> **Passage shown**
################
As part of its analysis in making the going concern assumption,
the Directors have considered the range of risks facing the
business on an ongoing basis, as set out in the risk section of the
2021 Annual Report that remain applicable to the Group. The
principal assumptions made in relation to the going concern
assessment relate to the capital commitments on its operated assets
in Tanzania, the reservation of rights made by the TPDC in respect
of certain claims that the Directors consider are without merit and
the ongoing objections to the tax assessments in Tanzania (see Note
14).
Aminex PLC
NOTES TO THE CONDENSED CONSOLIDATED FINANCIAL STATEMENTS
(unaudited)
for the six months ended 30 June 2022
1. Basis of preparation (continued)
(i) Going concern (continued)
As disclosed in Note 14, the Group received tax assessments from
the TRA of (a) US$2.2 million in relation to a tax audit covering
the period from 2013 to 2015; (b) US$1.6 million in relation to a
tax audit covering the period from 2016 to 2018; (c) US$3.3 million
in relation to a corporate income tax audit covering the period
from 2016 to 2018, all of which are excluded from the cash forecast
as any cash outflow during the going concern period is considered
unlikely based on legal advice and the timeframes for tax cases in
Tanzania. Additionally, development of the Group's other assets in
Tanzania is excluded from the cash forecast and consequently any
capital expenditure in the period is unlikely to arise. However, a
risk exists that the Group loses its objections to the tax
assessments or is unable to renegotiate or defer commitments on its
operated Licence interests during the period. Additional funding
would be required to meet these potential liabilities. There
remains significant uncertainty as regards the ability of Aminex to
raise funds, if required. This may result in the Company having to
raise funds at whatever terms are available at the time.
These circumstances indicate that a material uncertainty exists
that may cast significant doubt on the Group's ability to continue
to apply the going concern basis of accounting. As a result of
their review, and despite the aforementioned material uncertainty,
the Directors have confidence in the Group's forecasts and have a
reasonable expectation that the Group will continue in operational
existence for the going concern assessment period and have
therefore used the going concern basis in preparing these
consolidated financial statements.
(ii) Use of judgements and estimates
The preparation of the condensed consolidated financial
statements requires management to make judgements, estimates and
assumptions that affect the application of accounting policies and
the reported amounts of assets, liabilities, income and expenses.
Actual results may differ from these estimates.
Estimates and underlying assumptions are reviewed on an ongoing
basis. Revisions to accounting estimates are recognised in the
period in which the estimates are revised and in any future periods
affected.
The significant judgements made by management in applying the
Group's accounting policies and the key sources of estimation
uncertainty were the same as those described in the 2021 Annual
Report and Accounts.
(iii) New and amended Standards adopted by the Group
A number of amended standards became effective for the financial
year beginning on 1 January 2021; however, the Group did not have
to change its accounting policies or make retrospective adjustments
as a result of adopting these amended standards.
################
> **Material**
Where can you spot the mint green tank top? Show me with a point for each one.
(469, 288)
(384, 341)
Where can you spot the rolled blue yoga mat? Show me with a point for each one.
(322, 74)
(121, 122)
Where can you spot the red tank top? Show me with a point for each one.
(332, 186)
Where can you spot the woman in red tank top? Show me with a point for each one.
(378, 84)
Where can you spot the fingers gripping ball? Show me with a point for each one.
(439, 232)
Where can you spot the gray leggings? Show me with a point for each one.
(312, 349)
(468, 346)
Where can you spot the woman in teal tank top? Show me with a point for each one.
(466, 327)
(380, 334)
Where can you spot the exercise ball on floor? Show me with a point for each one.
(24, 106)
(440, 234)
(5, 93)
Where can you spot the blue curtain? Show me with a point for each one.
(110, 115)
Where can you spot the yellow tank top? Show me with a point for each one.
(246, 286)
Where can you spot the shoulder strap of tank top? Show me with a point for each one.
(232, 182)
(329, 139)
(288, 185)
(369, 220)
################
> **Set problem**
Answer from the Aminex notes:
1. What amount did the TRA assess for the tax audit covering 2013 to 2015?
2. What period do the condensed consolidated financial statements cover?
3. For the financial year beginning on what date did a number of amended standards become effective?
Rely on the Aminex notes alone, not on the entries.

> **Solution for this problem**
1. US$2.2 million
2. The six months ended 30 June 2022
3. 1 January 2021